- _EXERCISE DIRECTIONS_
Return every line of the material below unchanged, preserving each character, space and line break.

# # # # #

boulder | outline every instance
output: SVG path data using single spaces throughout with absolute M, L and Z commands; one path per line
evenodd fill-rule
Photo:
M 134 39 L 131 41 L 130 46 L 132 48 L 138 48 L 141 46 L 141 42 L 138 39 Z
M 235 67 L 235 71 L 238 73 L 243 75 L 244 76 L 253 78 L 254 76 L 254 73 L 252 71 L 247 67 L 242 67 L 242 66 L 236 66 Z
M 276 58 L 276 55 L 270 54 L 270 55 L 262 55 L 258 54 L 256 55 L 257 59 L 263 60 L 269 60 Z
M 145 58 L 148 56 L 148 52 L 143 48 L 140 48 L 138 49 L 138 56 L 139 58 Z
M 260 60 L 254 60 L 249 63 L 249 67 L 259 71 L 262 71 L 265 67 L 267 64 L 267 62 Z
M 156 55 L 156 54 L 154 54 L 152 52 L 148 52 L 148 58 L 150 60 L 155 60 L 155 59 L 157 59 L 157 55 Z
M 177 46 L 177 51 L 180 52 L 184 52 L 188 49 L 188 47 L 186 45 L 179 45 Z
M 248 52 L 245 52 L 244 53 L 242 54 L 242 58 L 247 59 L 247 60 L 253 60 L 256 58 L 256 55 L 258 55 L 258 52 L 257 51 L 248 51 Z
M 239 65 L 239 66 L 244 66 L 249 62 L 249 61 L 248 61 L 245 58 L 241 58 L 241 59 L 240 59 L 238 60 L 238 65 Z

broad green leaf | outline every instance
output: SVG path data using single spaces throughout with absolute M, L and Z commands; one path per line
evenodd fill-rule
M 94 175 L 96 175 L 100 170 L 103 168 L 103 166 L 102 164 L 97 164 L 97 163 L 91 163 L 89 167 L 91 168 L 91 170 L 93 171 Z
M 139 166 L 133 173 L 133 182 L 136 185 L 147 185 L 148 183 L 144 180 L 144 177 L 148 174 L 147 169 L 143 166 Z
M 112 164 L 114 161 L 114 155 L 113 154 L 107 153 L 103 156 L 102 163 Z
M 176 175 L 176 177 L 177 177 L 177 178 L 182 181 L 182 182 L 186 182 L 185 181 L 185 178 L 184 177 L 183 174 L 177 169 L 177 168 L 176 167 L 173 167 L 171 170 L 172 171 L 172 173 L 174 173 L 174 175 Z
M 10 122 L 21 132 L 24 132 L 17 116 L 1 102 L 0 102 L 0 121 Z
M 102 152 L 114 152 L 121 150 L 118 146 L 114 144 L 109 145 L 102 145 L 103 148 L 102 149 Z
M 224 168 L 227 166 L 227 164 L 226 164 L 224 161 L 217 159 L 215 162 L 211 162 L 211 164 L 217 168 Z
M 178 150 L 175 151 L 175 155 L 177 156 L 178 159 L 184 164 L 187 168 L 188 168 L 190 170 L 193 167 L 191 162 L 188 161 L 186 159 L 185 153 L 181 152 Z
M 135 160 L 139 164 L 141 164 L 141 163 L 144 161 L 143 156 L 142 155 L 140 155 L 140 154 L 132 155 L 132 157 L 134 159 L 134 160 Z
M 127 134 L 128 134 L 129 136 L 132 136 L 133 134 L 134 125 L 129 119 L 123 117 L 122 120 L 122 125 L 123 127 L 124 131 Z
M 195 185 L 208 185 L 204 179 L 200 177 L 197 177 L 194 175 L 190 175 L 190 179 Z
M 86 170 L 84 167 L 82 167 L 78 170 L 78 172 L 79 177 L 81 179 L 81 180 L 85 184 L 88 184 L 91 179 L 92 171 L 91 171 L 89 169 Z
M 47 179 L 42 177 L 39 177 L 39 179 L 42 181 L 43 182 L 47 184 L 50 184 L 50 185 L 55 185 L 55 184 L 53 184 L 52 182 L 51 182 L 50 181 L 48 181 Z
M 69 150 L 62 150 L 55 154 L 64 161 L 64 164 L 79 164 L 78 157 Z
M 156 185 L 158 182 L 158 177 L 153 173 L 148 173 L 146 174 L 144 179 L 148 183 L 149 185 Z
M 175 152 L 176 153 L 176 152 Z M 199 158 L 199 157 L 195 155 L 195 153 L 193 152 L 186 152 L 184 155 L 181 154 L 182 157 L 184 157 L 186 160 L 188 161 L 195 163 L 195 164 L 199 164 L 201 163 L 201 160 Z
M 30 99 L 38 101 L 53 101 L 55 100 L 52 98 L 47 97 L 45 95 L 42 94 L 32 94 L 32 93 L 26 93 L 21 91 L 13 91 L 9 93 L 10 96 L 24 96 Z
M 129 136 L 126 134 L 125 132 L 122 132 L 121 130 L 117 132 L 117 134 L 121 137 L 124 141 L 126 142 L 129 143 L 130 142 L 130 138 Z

# # # # #

- _RESULT BELOW_
boulder | outline every instance
output: SVG path data using single spaces throughout with absolute M, L and Z commands; one path per line
evenodd fill-rule
Photo:
M 134 39 L 131 41 L 130 46 L 132 48 L 138 48 L 141 46 L 141 42 L 138 39 Z
M 235 67 L 235 71 L 238 73 L 243 75 L 244 76 L 253 78 L 254 76 L 254 73 L 252 71 L 247 67 L 242 67 L 242 66 L 236 66 Z
M 276 58 L 276 55 L 270 54 L 270 55 L 262 55 L 258 54 L 256 55 L 257 59 L 263 60 L 269 60 Z
M 145 58 L 148 56 L 148 52 L 143 48 L 140 48 L 138 49 L 138 56 L 139 58 Z
M 260 60 L 254 60 L 249 63 L 249 67 L 259 71 L 262 71 L 265 67 L 267 64 L 267 62 Z
M 156 55 L 156 54 L 154 54 L 152 52 L 148 52 L 148 58 L 150 60 L 155 60 L 155 59 L 157 59 L 157 55 Z
M 177 46 L 177 51 L 180 52 L 184 52 L 188 49 L 188 47 L 186 45 L 179 45 Z
M 248 52 L 245 52 L 244 53 L 242 54 L 242 58 L 247 59 L 247 60 L 253 60 L 256 58 L 256 55 L 258 55 L 258 52 L 257 51 L 248 51 Z
M 239 65 L 239 66 L 244 66 L 249 62 L 249 61 L 248 61 L 245 58 L 241 58 L 241 59 L 240 59 L 238 60 L 238 65 Z

broad green leaf | outline every instance
output: SVG path data using single spaces throughout with absolute M, L and Z commands; one path per line
evenodd fill-rule
M 94 175 L 96 175 L 100 170 L 103 168 L 103 166 L 102 164 L 97 164 L 97 163 L 91 163 L 89 167 L 91 168 L 91 170 L 93 171 Z
M 139 166 L 133 173 L 133 182 L 136 185 L 147 185 L 148 183 L 144 180 L 144 177 L 148 174 L 147 169 L 143 166 Z
M 112 164 L 114 161 L 114 155 L 113 154 L 107 153 L 103 156 L 102 163 Z
M 176 175 L 176 177 L 177 177 L 177 178 L 182 181 L 182 182 L 186 182 L 185 181 L 185 178 L 184 177 L 183 174 L 177 169 L 177 168 L 176 167 L 173 167 L 171 170 L 172 171 L 172 173 L 174 173 L 174 175 Z
M 10 122 L 21 132 L 24 132 L 17 116 L 1 102 L 0 102 L 0 121 Z
M 102 152 L 114 152 L 121 150 L 118 146 L 114 144 L 109 145 L 102 145 L 103 148 L 102 149 Z
M 224 168 L 227 166 L 227 164 L 226 164 L 224 161 L 217 159 L 215 162 L 211 162 L 211 164 L 217 168 Z
M 178 150 L 175 151 L 175 155 L 177 156 L 178 159 L 184 164 L 187 168 L 188 168 L 190 170 L 193 167 L 191 162 L 188 161 L 186 159 L 185 153 L 181 152 Z
M 135 160 L 139 164 L 141 164 L 141 163 L 144 161 L 143 156 L 142 155 L 140 155 L 140 154 L 132 155 L 132 157 L 134 159 L 134 160 Z
M 127 134 L 128 134 L 129 136 L 132 136 L 133 134 L 134 125 L 129 119 L 123 117 L 122 120 L 122 125 L 123 127 L 124 131 Z
M 195 185 L 208 185 L 204 179 L 200 177 L 197 177 L 194 175 L 190 175 L 190 179 Z
M 86 170 L 84 167 L 82 167 L 78 170 L 78 172 L 79 177 L 81 179 L 81 180 L 85 184 L 88 184 L 91 179 L 92 171 L 91 171 L 89 169 Z
M 47 179 L 42 177 L 39 177 L 39 179 L 42 181 L 43 182 L 47 184 L 50 184 L 50 185 L 55 185 L 55 184 L 53 184 L 52 182 L 51 182 L 50 181 L 48 181 Z
M 69 150 L 62 150 L 55 154 L 64 161 L 64 164 L 79 164 L 78 157 Z
M 156 185 L 158 182 L 158 177 L 153 173 L 148 173 L 146 174 L 144 179 L 148 183 L 149 185 Z
M 175 152 L 176 153 L 176 152 Z M 199 158 L 199 157 L 195 155 L 195 153 L 193 152 L 186 152 L 184 155 L 181 154 L 182 157 L 184 157 L 186 160 L 188 161 L 195 163 L 195 164 L 199 164 L 201 163 L 201 160 Z
M 30 99 L 38 101 L 53 101 L 55 100 L 52 98 L 47 97 L 45 95 L 42 94 L 32 94 L 32 93 L 26 93 L 21 91 L 13 91 L 9 93 L 10 96 L 24 96 Z
M 129 136 L 126 134 L 125 132 L 122 132 L 121 130 L 117 132 L 117 134 L 121 137 L 124 141 L 126 142 L 129 143 L 130 142 L 130 138 Z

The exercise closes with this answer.